Before the partition of India the CPI attempted to impede the deal between the British imperialists and the Indian bourgeoisie and has proclaimed to the Indian people the following slogans of the struggle against the British colonial rule in India: withdrawal of all English troops, nationalisation of the English companies in India, abolition of landlordism.
After the partition of the country the Communist Party explained to the masses that the British imperialists in fact continue to maintain power over both the newly created dominions and attempt to include them into the already created and newly projected by the Anglo-American bloc the military pacts, aimed at the Soviet Union and the countries of People’s Democracy. In the decisions of the ruling organs and in its media, the CPI points out that the position of British monopolies in India, after it was given “independence”, remain virtually the same, and that the leading branches of the economy continue to remain in hands of the British colonisers.
The Communist Party unmasks the betrayal of the top of the Indian bourgeoisie and the leadership of the Indian National Congress (the ruling party in India) who made a deal with the British imperialists, and points the popular masses towards continuation of the struggle for the national independence.
The Second Congress of the CPI in its decision on the political report has given a correct evaluation of the Soviet Union as the leader of the democratic camp and the organiser of the peoples struggle for peace, against the dangers of a new war.
The Congress has adopted a broad programme of struggle for a truly independent and democratic India. In order to achieve this, it was decided that it’s necessary to form a broad democratic front based on the union of workers with working peasants and other exploited layers of the Indian people, under the leadership of the working class. The following main demands became part of the programme of this broad democratic front: true national independence, total break with the British Empire and the Anglo- American bloc, close approachment with the Soviet Union and the countries of People’s Democracy, nationalisation of the main branches of the economy, confiscation of foreign, in the first place, British companies, abolition of the landlords’ land ownership without compensation, and giving of the land to those who work on it, abolition of the feudal Indian princely states, turning of India into a Union of the People’s Democratic Republics, based on the principle of national self determination.

==============================

[Tasks to complete]
A – Answer these from the passage on the CPI:
(i) What three slogans did the CPI proclaim before the partition of India?
(ii) Which party does the passage name as the ruling party in India?
(iii) Under whose leadership was the broad democratic front to be formed?
B – From the passage on the CPI, write out the part that opens with the words containing "Before the partition" and closes with "abolition of landlordism.".
C – Using the passage on the CPI, say whether each statement agrees with it, and quote the words that decide each one.
(i) The Second Congress's programme called for abolishing the landlords' land ownership with compensation.
(ii) After partition, the CPI said the position of British monopolies in India had stayed virtually the same.
(iii) The broad democratic front was to rest on a union of workers with working peasants.

[Data excerpt]
==============================

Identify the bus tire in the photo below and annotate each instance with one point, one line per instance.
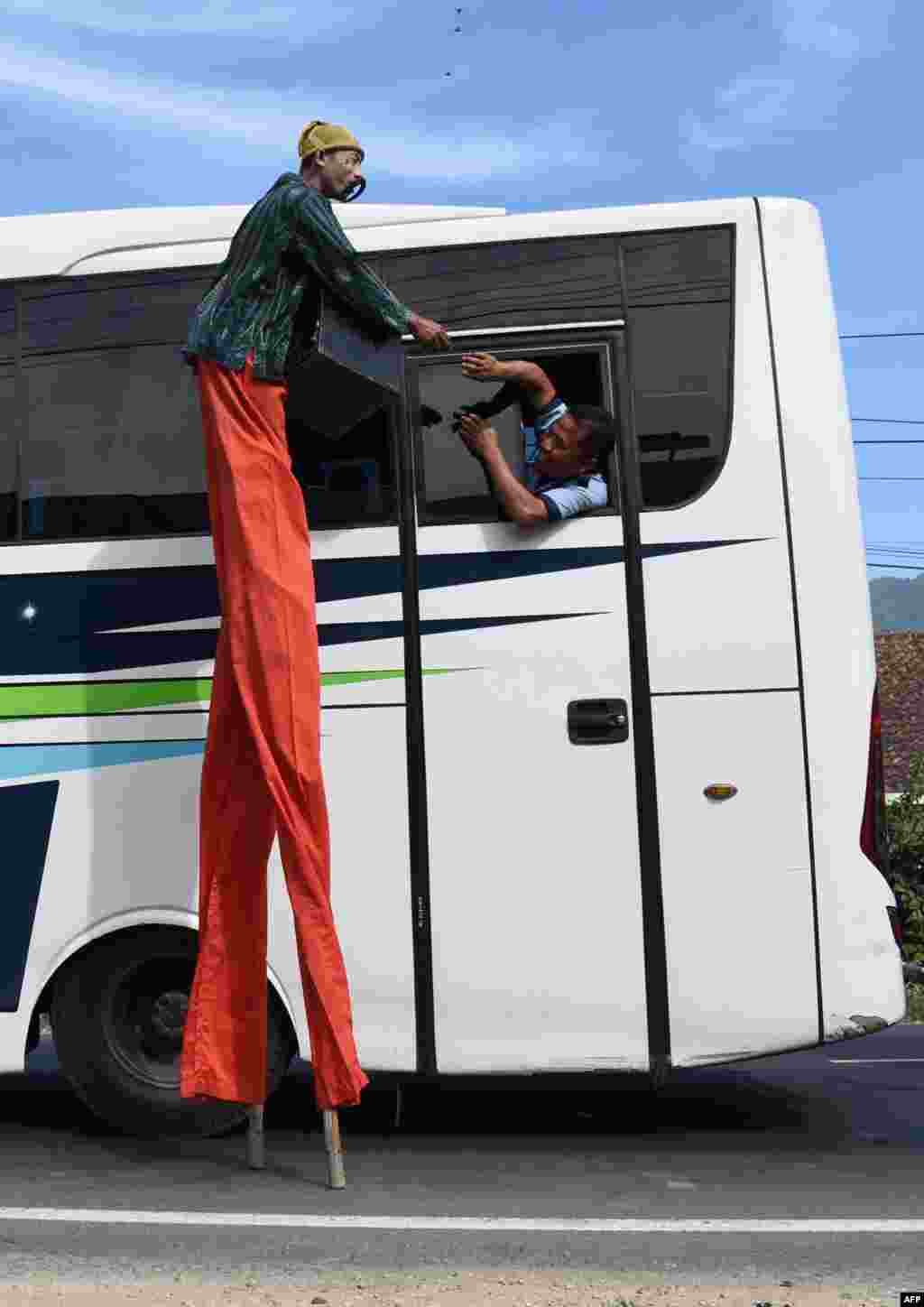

==============================

[Answers given]
A –
(i) Withdrawal of all English troops, nationalisation of the English companies in India, and abolition of landlordism.
(ii) The Indian National Congress.
(iii) The working class.

B –
Before the partition of India the CPI attempted to impede the deal between the British imperialists and the Indian bourgeoisie and has proclaimed to the Indian people the following slogans of the struggle against the British colonial rule in India: withdrawal of all English troops, nationalisation of the English companies in India, abolition of landlordism.

C –
(i) No: "abolition of the landlords’ land ownership without compensation"
(ii) Yes: "the position of British monopolies in India, after it was given “independence”, remain virtually the same"
(iii) Yes: "based on the union of workers with working peasants and other exploited layers of the Indian people"